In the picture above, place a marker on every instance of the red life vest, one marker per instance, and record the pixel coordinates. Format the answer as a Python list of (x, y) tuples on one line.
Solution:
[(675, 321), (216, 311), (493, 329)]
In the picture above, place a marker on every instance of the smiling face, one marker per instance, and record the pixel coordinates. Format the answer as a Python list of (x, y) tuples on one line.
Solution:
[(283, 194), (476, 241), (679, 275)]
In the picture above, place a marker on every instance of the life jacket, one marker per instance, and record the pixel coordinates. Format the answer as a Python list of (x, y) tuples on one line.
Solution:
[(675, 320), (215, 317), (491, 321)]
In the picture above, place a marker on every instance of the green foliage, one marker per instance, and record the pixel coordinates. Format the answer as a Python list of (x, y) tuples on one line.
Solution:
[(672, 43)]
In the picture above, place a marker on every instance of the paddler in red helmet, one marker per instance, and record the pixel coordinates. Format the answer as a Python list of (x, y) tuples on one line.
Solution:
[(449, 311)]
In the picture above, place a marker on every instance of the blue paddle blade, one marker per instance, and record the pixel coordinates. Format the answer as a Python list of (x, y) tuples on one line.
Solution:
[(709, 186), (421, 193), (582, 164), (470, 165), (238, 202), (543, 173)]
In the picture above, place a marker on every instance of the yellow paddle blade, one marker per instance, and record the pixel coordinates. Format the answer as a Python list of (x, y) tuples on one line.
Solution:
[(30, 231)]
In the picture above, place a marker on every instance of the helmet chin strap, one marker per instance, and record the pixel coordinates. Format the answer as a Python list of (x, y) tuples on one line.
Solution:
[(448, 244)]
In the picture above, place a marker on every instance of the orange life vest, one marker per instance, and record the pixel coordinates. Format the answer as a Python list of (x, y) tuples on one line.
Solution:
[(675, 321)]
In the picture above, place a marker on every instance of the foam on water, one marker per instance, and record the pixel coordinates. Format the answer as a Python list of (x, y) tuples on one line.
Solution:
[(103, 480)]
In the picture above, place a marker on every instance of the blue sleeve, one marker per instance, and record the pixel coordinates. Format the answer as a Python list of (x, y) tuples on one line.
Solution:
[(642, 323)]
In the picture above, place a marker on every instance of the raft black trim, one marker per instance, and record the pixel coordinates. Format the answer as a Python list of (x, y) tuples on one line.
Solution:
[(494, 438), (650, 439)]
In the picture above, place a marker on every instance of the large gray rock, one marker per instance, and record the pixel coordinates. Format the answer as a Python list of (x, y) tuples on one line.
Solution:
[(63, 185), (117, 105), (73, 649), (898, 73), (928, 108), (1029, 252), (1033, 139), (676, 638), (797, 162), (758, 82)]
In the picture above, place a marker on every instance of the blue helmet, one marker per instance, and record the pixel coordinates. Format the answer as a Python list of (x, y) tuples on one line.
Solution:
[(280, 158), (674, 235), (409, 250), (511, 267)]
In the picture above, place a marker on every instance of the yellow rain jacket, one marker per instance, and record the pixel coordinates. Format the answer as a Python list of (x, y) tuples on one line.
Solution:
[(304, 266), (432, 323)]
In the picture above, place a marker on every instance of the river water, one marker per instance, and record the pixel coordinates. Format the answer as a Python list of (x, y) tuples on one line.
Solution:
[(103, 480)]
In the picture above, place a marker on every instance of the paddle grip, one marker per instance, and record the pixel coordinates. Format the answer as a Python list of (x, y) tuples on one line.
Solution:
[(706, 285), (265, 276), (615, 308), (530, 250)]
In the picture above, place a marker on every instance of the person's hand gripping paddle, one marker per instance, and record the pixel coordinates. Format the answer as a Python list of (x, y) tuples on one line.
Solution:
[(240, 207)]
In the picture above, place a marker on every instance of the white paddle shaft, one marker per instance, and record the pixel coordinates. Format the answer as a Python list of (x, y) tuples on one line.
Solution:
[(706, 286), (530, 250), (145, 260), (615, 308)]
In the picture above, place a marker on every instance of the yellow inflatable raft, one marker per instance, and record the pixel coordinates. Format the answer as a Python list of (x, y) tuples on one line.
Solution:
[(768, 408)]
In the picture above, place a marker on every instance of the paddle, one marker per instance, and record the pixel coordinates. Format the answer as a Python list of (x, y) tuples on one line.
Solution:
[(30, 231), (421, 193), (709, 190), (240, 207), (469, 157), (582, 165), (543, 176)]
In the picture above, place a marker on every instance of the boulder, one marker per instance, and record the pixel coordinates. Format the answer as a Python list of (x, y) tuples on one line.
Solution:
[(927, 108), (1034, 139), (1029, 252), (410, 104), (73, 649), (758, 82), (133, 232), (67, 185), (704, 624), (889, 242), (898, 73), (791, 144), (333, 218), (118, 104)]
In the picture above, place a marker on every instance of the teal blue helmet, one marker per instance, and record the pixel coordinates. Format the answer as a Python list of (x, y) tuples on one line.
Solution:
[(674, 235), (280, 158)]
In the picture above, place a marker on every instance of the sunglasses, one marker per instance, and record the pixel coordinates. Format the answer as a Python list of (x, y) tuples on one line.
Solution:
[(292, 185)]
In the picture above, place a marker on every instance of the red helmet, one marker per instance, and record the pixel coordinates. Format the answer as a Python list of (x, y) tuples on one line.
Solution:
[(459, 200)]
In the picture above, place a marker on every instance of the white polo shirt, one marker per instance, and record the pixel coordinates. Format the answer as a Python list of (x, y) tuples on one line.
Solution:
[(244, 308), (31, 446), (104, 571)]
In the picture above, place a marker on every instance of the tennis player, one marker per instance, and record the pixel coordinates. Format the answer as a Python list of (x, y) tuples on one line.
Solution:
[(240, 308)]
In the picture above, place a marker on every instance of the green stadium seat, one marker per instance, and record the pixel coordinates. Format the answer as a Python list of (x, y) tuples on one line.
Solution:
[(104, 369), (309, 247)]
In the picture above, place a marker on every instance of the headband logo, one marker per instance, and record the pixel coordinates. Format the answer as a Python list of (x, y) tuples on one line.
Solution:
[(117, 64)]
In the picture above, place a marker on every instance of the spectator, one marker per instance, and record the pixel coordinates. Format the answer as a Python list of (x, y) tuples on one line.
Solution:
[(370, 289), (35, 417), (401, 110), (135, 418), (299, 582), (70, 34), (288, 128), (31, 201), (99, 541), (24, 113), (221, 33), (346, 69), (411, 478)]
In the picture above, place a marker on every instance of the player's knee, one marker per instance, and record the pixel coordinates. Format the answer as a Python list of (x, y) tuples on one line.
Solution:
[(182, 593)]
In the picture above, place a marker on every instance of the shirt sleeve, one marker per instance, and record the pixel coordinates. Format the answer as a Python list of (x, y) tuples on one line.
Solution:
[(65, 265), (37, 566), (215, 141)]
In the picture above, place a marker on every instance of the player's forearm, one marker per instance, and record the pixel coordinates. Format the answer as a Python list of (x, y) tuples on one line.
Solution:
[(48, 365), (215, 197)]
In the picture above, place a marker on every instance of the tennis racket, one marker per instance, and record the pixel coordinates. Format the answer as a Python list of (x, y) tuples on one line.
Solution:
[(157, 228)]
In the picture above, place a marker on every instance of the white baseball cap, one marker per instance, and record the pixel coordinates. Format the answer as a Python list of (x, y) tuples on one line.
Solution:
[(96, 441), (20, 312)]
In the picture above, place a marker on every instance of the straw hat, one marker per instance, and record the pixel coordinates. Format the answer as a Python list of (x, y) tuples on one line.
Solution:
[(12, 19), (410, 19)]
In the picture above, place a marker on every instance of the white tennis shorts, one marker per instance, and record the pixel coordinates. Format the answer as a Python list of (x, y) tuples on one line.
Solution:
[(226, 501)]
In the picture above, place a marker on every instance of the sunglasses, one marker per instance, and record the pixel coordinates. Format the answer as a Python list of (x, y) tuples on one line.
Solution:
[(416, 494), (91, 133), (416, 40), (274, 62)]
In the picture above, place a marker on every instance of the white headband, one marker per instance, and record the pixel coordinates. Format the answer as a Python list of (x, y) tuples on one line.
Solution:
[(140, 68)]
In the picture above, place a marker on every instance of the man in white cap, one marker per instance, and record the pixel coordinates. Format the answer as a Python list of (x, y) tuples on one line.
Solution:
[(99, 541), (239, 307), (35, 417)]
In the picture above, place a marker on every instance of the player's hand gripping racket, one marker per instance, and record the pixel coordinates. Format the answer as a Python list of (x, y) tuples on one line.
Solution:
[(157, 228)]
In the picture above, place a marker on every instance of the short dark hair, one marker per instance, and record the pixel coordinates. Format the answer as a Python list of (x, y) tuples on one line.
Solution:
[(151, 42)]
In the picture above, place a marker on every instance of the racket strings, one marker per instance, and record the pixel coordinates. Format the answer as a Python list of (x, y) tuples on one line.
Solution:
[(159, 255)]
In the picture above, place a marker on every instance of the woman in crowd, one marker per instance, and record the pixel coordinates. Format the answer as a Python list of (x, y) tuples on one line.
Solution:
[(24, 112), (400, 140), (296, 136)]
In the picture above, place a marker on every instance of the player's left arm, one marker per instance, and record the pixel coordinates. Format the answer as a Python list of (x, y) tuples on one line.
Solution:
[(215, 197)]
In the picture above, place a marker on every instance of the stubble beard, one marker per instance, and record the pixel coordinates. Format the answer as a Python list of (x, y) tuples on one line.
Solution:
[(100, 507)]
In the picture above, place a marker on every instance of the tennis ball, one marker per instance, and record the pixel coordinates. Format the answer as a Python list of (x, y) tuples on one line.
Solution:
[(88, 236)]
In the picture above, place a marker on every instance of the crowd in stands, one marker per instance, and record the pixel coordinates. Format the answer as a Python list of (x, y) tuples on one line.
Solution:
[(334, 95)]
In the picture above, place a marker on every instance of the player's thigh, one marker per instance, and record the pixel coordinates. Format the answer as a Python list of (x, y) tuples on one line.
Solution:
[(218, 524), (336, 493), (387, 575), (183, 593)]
********
Please arrange the listing above as a numbered list, running from its first line through the line holding "[(283, 194), (476, 241), (679, 275)]", inclusive, and leave out any blank lines.

Correct response
1. In the picture above, place a marker on every instance of the red life vest, one marker per instance, and record the pixel coordinates. Format the answer as a Python list of (x, y) tuples on one line.
2. Solution:
3. [(675, 321), (216, 311), (493, 329)]
4. In the picture above, place a marker on every instance of the smiling face, one marker per instance, and record the pixel coordinates. Format the answer as a Python list of (x, y) tuples on one line.
5. Solution:
6. [(283, 194), (476, 241), (679, 275)]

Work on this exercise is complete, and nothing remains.